>> BEGIN Source document
Oliver Stone’s Edward Snowden Spec Auctions Friday; Joseph Gordon-Levitt Stars As Whistleblower

EXCLUSIVE: Around the same time that the Edward Snowden documentary Citizenfour premieres at the New York Film Festival on Friday, studio heads will be reading the drama script that Oliver Stone and producing partner Moritz Borman have been working on about the hot-button subject of a leaker some call gutsy while others call a traitor. Stone will direct Joseph Gordon-Levitt in the role of the American who fled to Russia seeking asylum after making public more classified documents than anyone since Daniel Ellsberg leaked the Pentagon Papers during the Vietnam War.

The film has indie financing with Canal Plus involved, so they are going to make this in Munich in January, with Moritz Borman producing with Eric Kopeloff. Deadline revealed last month that Gordon-Levitt would play Snowden; he just played Philippe Petit in the Robert Zemeckis-directed The Long Walk for TriStar and now is shooting Xmas with Seth Rogen at Sony.
>> END Source document
:: Task brief ::
Can you echo the article about Oliver Stone's Edward Snowden film, everything from "EXCLUSIVE: Around the" down to "the Vietnam War.", word for word?
>> BEGIN Provided data
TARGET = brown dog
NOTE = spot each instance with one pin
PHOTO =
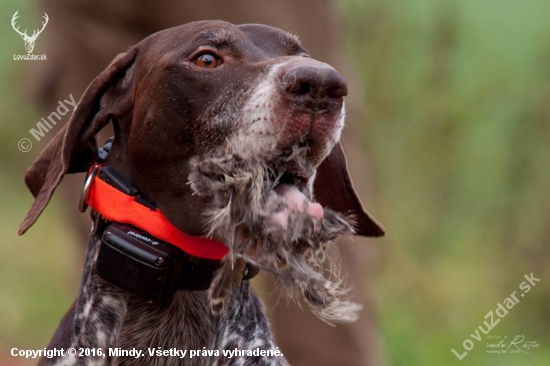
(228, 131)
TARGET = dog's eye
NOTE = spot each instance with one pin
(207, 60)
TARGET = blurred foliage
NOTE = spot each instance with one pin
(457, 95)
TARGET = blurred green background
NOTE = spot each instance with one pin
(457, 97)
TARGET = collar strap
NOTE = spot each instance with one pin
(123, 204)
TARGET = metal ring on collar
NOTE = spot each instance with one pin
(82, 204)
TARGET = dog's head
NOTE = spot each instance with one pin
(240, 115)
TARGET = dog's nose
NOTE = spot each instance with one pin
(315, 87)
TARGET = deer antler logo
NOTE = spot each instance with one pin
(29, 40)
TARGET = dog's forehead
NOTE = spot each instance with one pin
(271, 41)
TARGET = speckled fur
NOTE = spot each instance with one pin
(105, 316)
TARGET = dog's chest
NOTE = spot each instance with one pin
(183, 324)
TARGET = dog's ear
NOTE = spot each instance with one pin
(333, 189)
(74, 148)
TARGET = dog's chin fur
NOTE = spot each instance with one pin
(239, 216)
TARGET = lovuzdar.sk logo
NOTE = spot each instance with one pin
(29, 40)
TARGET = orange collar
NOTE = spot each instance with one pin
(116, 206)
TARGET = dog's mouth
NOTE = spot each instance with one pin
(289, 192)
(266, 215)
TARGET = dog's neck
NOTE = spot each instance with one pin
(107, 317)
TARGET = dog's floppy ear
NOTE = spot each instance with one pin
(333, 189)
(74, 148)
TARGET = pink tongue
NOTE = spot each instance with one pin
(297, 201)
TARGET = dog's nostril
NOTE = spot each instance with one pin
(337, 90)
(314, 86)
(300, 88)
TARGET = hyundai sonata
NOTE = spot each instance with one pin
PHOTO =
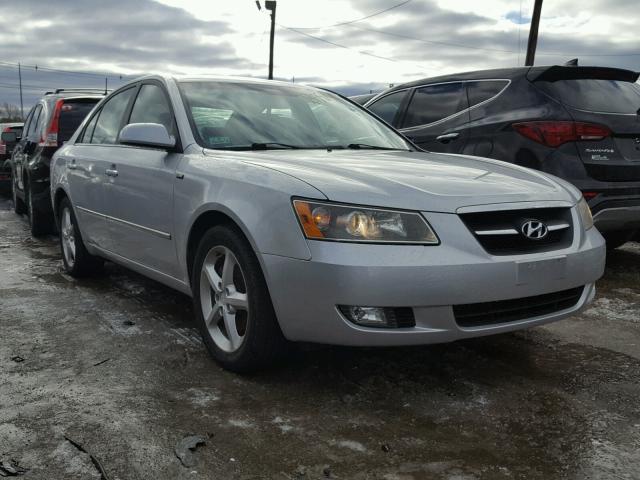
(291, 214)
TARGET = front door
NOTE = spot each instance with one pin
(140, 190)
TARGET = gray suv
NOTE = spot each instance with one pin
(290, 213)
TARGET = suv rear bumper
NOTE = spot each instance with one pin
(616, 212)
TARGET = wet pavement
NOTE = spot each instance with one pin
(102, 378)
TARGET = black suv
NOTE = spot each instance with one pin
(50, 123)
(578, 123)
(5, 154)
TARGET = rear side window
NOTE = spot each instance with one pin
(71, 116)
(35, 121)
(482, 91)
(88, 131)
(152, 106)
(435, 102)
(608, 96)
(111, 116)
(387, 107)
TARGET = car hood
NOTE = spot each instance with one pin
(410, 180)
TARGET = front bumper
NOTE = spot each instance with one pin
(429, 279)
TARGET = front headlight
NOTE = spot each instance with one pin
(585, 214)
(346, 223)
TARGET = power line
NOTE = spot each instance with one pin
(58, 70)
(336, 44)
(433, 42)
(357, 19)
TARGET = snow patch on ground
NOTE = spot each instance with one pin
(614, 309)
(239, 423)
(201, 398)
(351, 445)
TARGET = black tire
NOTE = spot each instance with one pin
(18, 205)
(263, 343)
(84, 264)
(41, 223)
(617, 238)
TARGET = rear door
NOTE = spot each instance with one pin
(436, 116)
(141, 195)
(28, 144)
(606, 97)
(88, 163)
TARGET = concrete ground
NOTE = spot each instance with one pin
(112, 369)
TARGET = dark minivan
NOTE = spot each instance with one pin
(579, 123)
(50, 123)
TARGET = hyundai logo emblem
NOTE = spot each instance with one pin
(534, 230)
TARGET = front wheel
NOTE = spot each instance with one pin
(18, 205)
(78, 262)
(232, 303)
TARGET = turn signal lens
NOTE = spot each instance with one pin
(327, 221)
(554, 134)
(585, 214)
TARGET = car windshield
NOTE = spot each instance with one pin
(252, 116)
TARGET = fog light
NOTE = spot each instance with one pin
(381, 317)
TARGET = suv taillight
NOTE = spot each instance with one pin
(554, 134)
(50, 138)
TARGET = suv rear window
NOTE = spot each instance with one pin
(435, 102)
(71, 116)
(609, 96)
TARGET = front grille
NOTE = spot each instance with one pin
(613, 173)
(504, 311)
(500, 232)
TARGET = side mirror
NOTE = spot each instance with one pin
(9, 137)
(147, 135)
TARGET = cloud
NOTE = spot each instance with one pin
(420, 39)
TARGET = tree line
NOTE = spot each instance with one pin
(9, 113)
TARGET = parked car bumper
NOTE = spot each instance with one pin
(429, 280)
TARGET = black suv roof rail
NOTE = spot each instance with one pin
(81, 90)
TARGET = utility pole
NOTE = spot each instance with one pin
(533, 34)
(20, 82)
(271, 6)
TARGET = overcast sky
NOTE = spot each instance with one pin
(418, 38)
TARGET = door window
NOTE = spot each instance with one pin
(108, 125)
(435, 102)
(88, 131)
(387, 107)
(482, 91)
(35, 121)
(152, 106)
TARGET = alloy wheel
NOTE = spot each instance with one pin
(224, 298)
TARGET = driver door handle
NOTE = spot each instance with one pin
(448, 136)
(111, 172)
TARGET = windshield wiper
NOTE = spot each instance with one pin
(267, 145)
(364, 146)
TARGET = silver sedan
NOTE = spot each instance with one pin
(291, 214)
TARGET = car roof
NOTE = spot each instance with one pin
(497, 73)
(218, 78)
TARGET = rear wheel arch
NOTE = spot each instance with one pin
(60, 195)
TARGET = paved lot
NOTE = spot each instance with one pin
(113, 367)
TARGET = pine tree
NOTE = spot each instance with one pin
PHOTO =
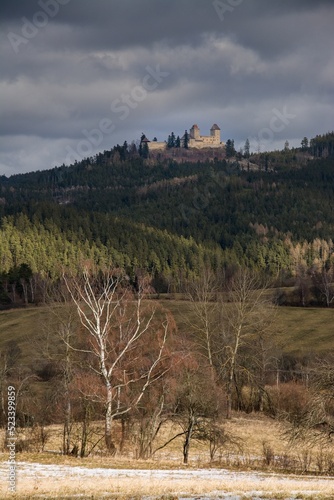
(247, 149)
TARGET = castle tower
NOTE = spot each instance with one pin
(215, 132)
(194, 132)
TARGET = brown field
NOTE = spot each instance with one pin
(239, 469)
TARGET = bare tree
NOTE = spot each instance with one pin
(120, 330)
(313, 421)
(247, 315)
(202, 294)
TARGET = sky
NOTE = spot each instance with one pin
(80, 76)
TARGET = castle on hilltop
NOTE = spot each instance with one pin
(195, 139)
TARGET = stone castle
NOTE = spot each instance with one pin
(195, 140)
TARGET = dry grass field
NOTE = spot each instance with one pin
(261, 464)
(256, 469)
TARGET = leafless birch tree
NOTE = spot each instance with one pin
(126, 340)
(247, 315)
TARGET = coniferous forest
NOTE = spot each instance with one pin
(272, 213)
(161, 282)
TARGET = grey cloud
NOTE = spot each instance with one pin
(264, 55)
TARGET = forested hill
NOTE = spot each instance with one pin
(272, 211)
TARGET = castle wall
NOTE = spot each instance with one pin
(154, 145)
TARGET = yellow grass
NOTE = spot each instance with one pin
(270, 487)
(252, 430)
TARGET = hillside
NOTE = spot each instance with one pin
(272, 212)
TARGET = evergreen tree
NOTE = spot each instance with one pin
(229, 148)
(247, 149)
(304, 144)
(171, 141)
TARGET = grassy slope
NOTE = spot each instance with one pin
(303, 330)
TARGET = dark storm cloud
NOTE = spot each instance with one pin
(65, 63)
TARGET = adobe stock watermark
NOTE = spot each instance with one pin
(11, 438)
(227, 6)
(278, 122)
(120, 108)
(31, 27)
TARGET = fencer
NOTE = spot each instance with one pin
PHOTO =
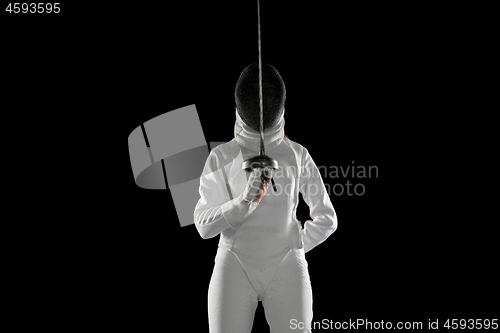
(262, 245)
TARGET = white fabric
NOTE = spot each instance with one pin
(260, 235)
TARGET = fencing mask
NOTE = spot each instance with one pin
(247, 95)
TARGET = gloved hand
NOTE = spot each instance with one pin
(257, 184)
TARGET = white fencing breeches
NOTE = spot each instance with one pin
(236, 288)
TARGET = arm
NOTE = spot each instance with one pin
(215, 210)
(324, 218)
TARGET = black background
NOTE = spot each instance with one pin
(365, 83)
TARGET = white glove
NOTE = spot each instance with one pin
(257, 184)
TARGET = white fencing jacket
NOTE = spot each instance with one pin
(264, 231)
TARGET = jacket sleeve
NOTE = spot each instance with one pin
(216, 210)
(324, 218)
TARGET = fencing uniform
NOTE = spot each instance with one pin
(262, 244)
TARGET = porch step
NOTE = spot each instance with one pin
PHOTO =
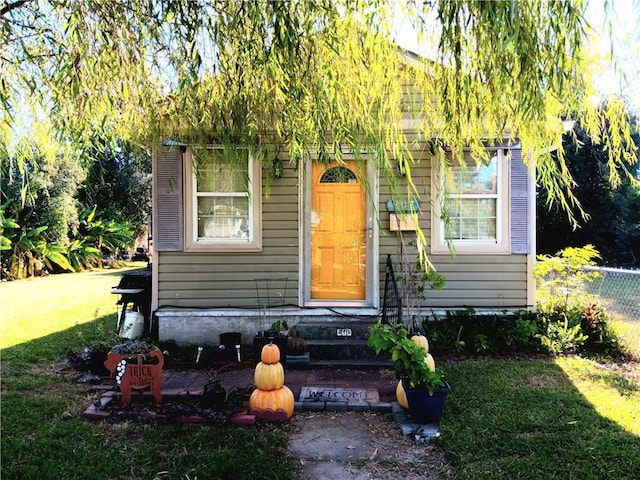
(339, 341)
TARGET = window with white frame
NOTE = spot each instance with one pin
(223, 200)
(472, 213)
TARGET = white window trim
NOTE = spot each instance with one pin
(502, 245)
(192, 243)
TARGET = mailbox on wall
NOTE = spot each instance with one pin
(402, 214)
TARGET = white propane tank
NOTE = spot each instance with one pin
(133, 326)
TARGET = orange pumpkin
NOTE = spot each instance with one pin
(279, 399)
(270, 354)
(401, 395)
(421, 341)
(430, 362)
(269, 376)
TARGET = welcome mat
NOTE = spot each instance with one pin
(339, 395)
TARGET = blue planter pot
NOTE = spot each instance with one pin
>> END Provided data
>> BEGIN Provided data
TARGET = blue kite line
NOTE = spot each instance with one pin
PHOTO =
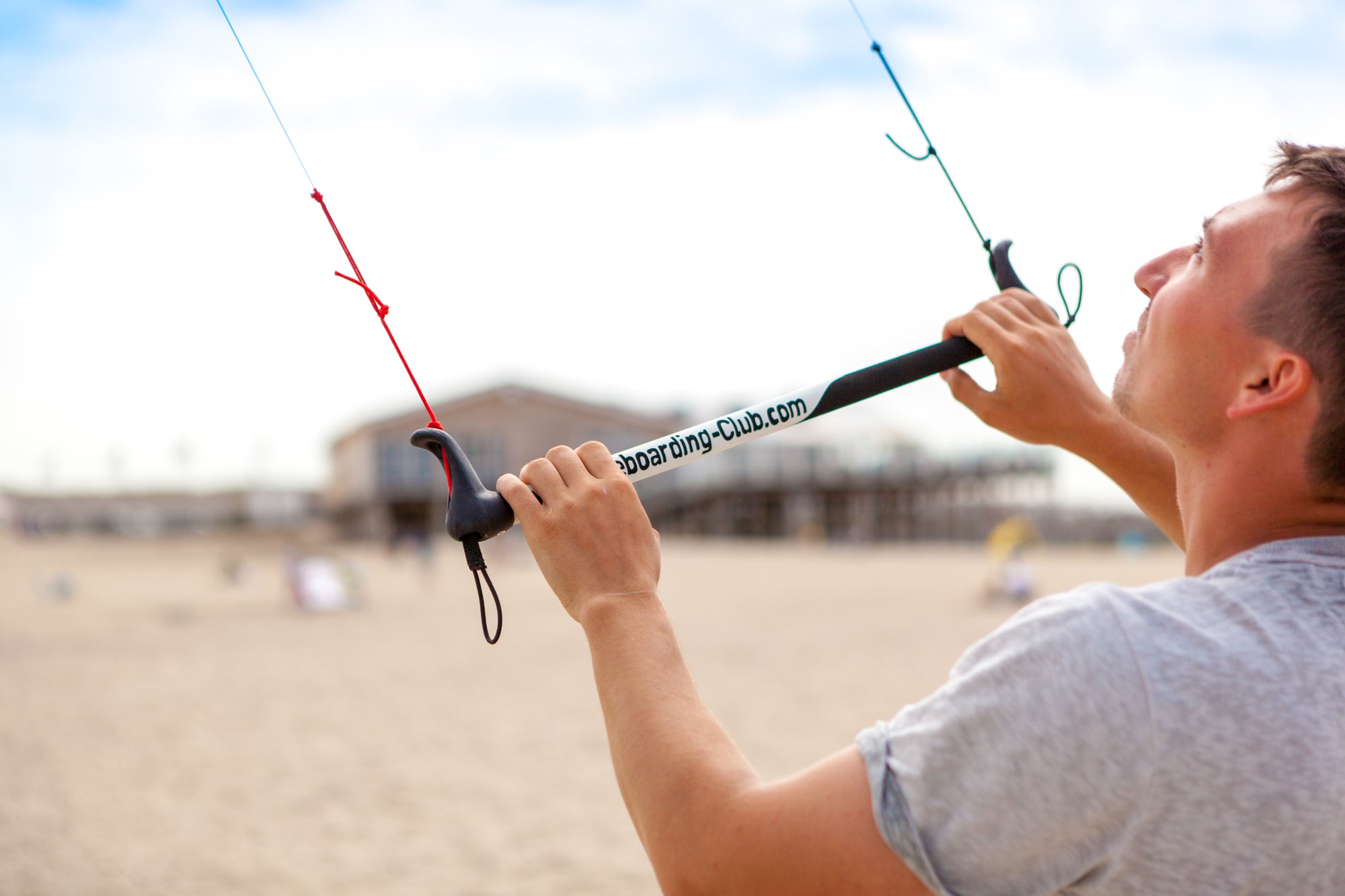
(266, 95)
>> END Provided data
>> BEGIN Provided data
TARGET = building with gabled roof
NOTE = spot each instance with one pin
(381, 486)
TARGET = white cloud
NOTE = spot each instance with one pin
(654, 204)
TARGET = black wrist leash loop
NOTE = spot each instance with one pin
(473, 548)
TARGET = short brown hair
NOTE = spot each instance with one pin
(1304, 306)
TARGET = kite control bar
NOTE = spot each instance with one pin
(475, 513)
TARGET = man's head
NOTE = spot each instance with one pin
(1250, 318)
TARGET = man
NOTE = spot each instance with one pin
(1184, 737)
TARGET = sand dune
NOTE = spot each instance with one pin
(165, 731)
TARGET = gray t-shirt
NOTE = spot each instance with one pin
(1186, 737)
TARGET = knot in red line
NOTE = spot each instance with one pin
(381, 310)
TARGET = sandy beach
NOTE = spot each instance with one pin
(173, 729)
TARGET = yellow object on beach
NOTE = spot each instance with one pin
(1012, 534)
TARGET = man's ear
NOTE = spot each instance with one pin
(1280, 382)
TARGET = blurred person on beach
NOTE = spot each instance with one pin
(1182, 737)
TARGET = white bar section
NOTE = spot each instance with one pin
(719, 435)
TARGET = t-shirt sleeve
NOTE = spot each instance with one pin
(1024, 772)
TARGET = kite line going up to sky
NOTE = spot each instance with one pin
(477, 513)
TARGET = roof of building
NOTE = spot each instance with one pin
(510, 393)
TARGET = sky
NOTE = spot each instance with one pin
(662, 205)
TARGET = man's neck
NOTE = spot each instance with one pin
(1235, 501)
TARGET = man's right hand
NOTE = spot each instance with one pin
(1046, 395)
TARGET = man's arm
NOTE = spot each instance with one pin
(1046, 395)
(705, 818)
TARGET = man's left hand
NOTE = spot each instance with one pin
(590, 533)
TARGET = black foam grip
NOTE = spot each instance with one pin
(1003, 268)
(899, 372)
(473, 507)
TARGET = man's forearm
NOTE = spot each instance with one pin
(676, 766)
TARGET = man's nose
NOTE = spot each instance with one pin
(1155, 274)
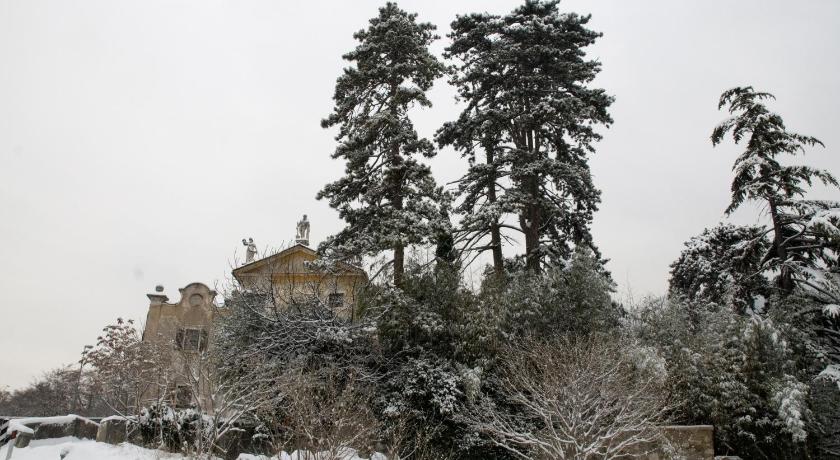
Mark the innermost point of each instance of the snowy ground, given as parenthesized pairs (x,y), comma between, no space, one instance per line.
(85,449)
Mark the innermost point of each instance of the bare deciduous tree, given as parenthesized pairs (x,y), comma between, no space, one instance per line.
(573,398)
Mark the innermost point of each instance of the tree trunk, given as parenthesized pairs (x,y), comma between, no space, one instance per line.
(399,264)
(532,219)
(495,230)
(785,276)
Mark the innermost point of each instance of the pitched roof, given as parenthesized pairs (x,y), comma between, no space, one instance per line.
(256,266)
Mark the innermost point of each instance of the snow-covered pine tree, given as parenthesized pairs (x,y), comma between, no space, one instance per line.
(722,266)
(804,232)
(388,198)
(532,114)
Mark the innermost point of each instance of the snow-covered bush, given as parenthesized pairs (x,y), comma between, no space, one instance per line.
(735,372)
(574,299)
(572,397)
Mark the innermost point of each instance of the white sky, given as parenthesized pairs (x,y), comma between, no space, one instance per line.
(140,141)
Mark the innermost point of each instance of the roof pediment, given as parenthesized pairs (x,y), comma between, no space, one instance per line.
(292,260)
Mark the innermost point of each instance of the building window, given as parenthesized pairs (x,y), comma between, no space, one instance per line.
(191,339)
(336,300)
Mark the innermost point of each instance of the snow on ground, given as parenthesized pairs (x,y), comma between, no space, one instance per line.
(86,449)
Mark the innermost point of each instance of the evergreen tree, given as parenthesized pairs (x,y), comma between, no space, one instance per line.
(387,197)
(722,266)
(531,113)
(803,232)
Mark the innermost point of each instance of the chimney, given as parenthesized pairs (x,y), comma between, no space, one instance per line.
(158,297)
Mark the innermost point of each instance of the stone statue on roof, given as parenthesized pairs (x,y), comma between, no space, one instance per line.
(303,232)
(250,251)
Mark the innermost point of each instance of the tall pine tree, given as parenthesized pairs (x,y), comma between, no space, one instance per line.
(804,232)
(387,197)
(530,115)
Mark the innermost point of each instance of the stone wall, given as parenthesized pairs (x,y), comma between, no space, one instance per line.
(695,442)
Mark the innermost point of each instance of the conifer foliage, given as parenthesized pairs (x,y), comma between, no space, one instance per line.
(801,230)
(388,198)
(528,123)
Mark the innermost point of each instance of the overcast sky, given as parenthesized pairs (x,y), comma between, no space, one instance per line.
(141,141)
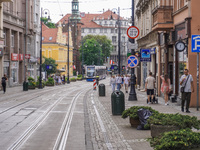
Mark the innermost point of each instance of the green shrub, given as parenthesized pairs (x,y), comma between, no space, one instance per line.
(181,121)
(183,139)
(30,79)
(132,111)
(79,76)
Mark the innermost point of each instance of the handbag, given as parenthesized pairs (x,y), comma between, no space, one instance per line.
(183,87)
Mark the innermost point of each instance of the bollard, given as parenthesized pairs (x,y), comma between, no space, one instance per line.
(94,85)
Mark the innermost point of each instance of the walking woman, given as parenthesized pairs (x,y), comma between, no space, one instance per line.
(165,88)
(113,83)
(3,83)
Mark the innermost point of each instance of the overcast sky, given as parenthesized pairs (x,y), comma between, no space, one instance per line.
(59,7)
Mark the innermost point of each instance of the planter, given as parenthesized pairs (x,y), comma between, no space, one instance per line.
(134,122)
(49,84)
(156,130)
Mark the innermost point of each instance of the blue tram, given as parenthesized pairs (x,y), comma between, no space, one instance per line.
>> END Provided data
:: Final result ::
EXCLUSIVE: Around the same time that the Edward Snowden documentary Citizenfour premieres at the New York Film Festival on Friday, studio heads will be reading the drama script that Oliver Stone and producing partner Moritz Borman have been working on about the hot-button subject of a leaker some call gutsy while others call a traitor. Stone will direct Joseph Gordon-Levitt in the role of the American who fled to Russia seeking asylum after making public more classified documents than anyone since Daniel Ellsberg leaked the Pentagon Papers during the Vietnam War.